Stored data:
──────────────────────────────

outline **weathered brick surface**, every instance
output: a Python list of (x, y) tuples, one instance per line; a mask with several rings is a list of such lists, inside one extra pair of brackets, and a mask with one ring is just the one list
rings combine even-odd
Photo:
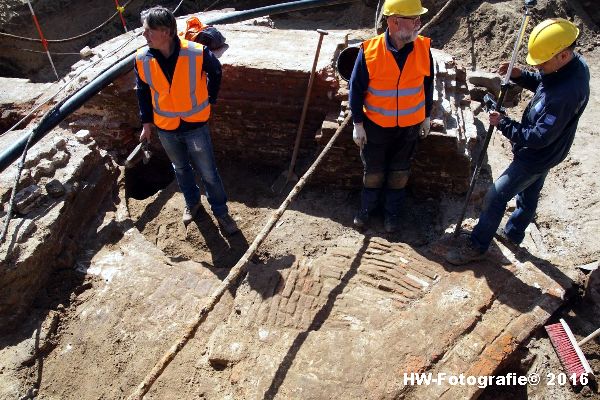
[[(516, 302), (520, 310), (516, 310), (514, 298), (512, 302), (507, 302), (507, 297), (511, 296), (510, 285), (503, 290), (496, 289), (501, 295), (484, 308), (484, 314), (474, 327), (466, 330), (464, 336), (450, 346), (442, 360), (429, 372), (434, 375), (443, 372), (448, 376), (463, 374), (465, 377), (495, 375), (519, 344), (558, 309), (565, 289), (573, 284), (572, 281), (566, 276), (555, 281), (543, 273), (539, 266), (531, 263), (524, 265), (527, 267), (508, 268), (515, 274), (511, 279), (527, 285), (540, 285), (545, 292), (538, 292), (536, 296), (521, 295)], [(429, 398), (468, 399), (476, 398), (481, 391), (476, 385), (452, 386), (446, 383), (441, 388), (435, 385), (413, 387), (410, 393), (414, 398), (433, 396)]]
[[(377, 302), (389, 302), (392, 309), (399, 310), (409, 301), (421, 298), (438, 279), (435, 272), (423, 273), (428, 270), (428, 262), (408, 246), (373, 239), (357, 271), (350, 270), (354, 252), (351, 248), (334, 247), (310, 265), (301, 259), (292, 265), (285, 286), (273, 297), (262, 298), (253, 292), (240, 294), (236, 301), (239, 301), (238, 309), (245, 314), (244, 325), (264, 323), (306, 329), (348, 274), (357, 277), (338, 295), (339, 306), (325, 323), (340, 328), (376, 321), (384, 323), (385, 314), (378, 315), (375, 311)], [(259, 304), (247, 305), (252, 302)], [(269, 306), (264, 307), (264, 303)], [(373, 307), (367, 307), (366, 303)]]
[[(233, 51), (233, 50), (232, 50)], [(265, 52), (258, 57), (271, 57)], [(332, 54), (321, 54), (321, 57)], [(223, 60), (227, 62), (227, 60)], [(290, 160), (310, 71), (280, 71), (224, 64), (219, 104), (211, 121), (218, 157), (283, 168)], [(314, 133), (337, 91), (334, 71), (325, 67), (315, 77), (300, 142), (300, 157), (315, 151)], [(328, 96), (329, 94), (329, 96)]]
[[(237, 24), (222, 30), (230, 47), (220, 56), (223, 80), (210, 120), (216, 157), (219, 162), (283, 170), (291, 160), (314, 57), (313, 47), (300, 49), (296, 43), (316, 47), (318, 35)], [(248, 41), (261, 45), (242, 45)], [(304, 162), (298, 163), (298, 173), (304, 172), (337, 129), (335, 119), (347, 97), (333, 65), (344, 41), (337, 33), (323, 41), (301, 133), (298, 160)], [(443, 52), (433, 55), (433, 132), (419, 143), (409, 181), (413, 192), (422, 196), (466, 191), (477, 136), (464, 70)], [(89, 128), (101, 146), (123, 156), (137, 143), (140, 127), (133, 80), (131, 72), (115, 80), (70, 119), (74, 126)], [(154, 147), (162, 151), (158, 142)], [(350, 124), (310, 183), (356, 188), (361, 182), (362, 164)]]
[[(83, 145), (64, 136), (50, 135), (29, 151), (17, 190), (36, 185), (37, 195), (11, 220), (7, 239), (0, 246), (0, 330), (18, 326), (40, 288), (53, 271), (73, 267), (79, 235), (96, 217), (112, 192), (118, 170), (94, 142)], [(0, 198), (8, 203), (16, 176), (13, 165), (2, 173)], [(50, 196), (45, 185), (56, 180), (64, 186)], [(27, 228), (27, 229), (24, 229)], [(31, 234), (36, 231), (36, 237)]]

──────────────────────────────

The problem: From the first line of the data above to the line holding "rings combine even-odd", reproduce each line exactly; emit no other lines.

Exercise answer:
outline **weathered brick surface**, every instance
output: a Python list of (x, y) tuples, one instance per line; a mask with several rings is a list of such lists, inside one extra pair of brackets, and a mask with one ring is just the one list
rings combine even-odd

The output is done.